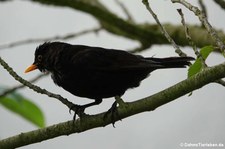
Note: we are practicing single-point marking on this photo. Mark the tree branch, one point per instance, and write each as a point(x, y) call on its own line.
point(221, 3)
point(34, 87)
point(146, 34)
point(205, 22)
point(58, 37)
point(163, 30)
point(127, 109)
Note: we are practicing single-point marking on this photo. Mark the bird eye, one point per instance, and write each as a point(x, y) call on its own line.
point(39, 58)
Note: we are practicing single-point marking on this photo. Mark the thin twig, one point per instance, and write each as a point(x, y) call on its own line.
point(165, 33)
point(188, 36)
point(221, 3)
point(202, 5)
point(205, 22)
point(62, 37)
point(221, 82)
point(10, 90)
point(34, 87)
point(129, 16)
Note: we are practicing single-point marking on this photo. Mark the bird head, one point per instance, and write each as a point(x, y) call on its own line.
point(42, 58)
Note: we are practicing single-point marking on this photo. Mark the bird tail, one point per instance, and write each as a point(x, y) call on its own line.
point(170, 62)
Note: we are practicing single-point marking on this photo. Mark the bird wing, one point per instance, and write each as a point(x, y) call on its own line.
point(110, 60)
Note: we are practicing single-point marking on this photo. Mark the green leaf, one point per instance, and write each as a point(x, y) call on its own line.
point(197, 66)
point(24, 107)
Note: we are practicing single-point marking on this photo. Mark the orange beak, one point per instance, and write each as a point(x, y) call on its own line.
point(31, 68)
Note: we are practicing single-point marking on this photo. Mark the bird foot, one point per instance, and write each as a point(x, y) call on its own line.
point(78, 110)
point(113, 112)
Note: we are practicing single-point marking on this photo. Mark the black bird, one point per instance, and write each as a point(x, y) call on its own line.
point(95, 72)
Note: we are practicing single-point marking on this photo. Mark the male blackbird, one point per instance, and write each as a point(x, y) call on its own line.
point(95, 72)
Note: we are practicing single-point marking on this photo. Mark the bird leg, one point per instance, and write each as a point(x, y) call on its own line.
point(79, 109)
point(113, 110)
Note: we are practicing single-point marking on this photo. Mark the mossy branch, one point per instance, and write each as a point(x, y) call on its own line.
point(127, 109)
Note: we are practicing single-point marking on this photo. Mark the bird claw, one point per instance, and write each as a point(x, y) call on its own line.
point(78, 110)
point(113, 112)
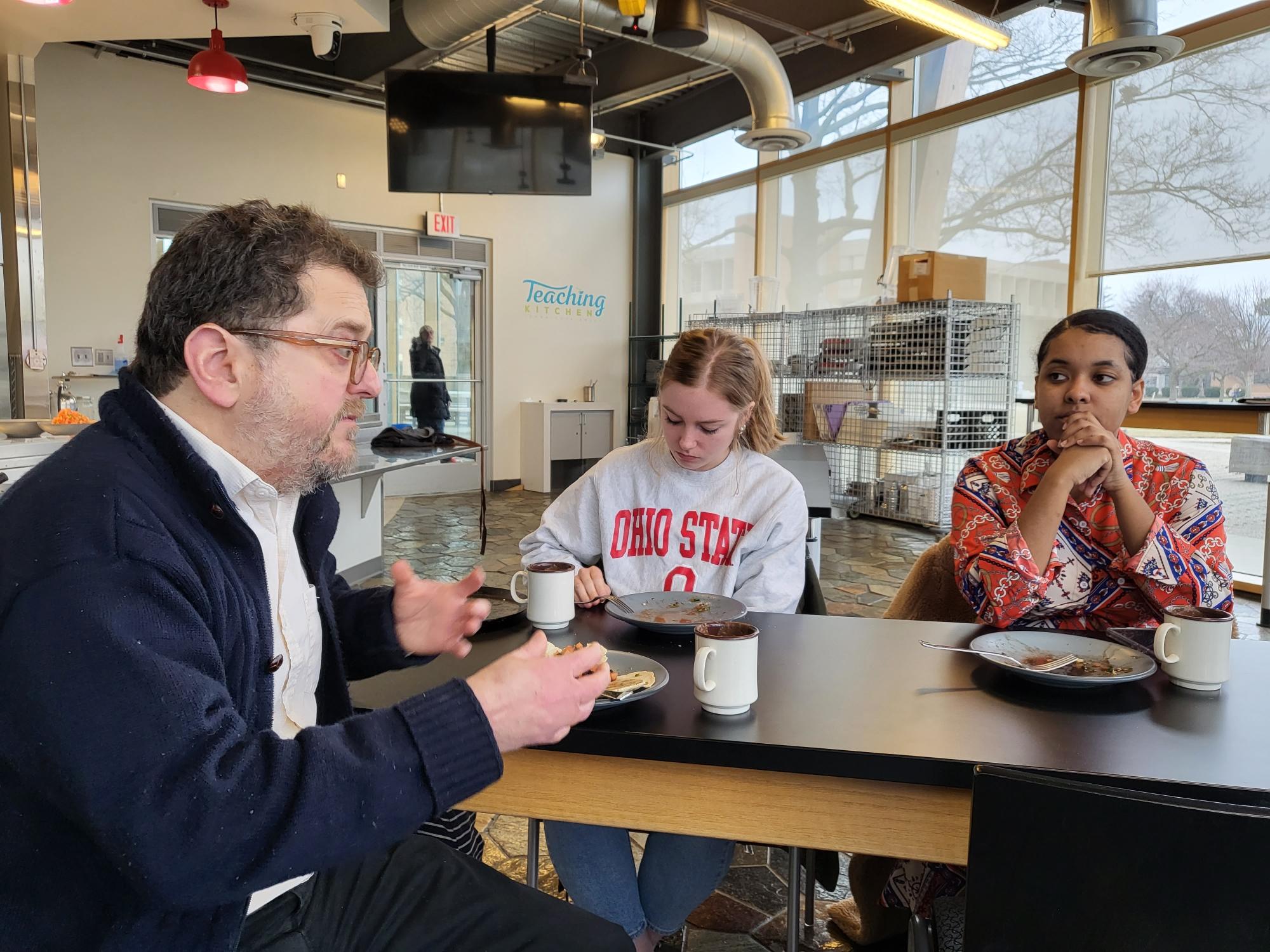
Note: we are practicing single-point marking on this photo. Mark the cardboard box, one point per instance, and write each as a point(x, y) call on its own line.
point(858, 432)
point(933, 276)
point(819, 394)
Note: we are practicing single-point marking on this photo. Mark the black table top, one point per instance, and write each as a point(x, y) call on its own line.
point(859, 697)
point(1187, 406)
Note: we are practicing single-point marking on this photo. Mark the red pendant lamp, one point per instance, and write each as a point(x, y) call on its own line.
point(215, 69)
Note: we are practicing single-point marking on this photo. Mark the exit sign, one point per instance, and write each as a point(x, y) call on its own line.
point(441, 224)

━━━━━━━━━━━━━━━━━━━━━━━━━━━━━━

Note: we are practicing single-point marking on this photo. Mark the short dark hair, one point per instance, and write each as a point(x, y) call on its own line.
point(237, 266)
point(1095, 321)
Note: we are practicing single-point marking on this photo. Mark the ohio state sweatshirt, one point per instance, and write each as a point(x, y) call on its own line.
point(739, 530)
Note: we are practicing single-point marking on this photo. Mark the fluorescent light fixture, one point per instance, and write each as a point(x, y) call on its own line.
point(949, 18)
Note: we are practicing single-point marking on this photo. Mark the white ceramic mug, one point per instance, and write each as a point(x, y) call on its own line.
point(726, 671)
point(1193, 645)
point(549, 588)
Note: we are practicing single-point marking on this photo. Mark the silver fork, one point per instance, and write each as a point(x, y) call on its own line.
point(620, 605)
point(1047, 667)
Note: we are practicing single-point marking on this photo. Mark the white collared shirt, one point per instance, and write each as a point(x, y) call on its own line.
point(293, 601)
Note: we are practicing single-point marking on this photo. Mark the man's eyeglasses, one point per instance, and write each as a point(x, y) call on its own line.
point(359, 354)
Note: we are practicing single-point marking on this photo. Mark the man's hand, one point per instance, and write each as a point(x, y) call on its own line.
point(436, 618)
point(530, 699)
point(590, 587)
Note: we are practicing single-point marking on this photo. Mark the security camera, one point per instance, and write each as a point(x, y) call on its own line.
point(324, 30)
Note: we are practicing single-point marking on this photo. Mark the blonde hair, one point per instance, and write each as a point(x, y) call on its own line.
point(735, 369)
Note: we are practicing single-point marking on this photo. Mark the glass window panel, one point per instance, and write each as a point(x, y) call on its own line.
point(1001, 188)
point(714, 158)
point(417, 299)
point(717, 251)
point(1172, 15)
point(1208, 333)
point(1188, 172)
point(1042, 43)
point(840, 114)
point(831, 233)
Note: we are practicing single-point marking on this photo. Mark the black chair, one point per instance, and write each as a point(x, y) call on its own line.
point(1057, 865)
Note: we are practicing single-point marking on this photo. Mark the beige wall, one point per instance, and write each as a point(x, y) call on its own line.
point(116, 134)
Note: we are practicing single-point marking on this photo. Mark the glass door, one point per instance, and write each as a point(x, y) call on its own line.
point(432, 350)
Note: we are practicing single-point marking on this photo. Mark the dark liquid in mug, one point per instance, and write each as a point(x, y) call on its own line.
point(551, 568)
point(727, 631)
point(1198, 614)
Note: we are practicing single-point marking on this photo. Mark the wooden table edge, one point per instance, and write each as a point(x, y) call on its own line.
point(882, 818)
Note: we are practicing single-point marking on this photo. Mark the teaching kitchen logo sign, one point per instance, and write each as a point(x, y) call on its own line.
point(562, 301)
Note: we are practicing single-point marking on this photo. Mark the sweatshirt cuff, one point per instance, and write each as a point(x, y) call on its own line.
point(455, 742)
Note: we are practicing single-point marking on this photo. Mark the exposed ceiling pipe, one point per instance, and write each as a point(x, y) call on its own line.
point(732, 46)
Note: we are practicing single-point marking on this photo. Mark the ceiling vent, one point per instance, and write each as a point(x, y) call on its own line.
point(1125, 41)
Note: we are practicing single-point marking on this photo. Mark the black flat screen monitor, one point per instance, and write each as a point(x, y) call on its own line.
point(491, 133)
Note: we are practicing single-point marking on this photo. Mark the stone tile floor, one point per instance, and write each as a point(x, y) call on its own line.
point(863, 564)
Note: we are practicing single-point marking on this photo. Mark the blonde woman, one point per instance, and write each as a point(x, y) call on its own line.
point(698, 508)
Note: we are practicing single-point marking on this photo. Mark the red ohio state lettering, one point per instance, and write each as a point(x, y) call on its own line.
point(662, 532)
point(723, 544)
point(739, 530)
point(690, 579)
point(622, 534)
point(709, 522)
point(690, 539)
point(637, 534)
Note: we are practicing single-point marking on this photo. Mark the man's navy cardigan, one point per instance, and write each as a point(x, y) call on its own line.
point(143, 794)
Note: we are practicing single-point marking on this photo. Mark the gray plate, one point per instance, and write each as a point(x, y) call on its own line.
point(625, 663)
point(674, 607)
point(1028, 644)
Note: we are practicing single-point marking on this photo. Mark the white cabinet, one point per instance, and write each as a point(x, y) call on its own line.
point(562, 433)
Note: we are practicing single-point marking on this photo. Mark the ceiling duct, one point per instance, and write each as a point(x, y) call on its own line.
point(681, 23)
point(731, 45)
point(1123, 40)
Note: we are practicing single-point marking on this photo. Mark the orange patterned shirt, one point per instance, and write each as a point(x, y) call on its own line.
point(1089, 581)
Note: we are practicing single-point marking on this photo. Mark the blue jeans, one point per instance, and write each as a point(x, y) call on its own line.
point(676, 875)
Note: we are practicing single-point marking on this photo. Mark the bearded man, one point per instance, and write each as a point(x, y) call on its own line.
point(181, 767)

━━━━━━━━━━━━━━━━━━━━━━━━━━━━━━

What you will do :: Please rewrite the lines of the records above as a JSON list of strings, one string per line, leaving out blank lines. Include only the lines from the one containing "the glass window" through the one containing "point(1208, 333)", both included.

Solution to this task ::
[
  "Note: we are practicing single-point marking on this photo. Mark the glass window panel, one point per instance, and write each as a point(x, y) call on its own line.",
  "point(1001, 188)",
  "point(714, 158)",
  "point(417, 299)",
  "point(717, 251)",
  "point(1172, 15)",
  "point(1208, 333)"
]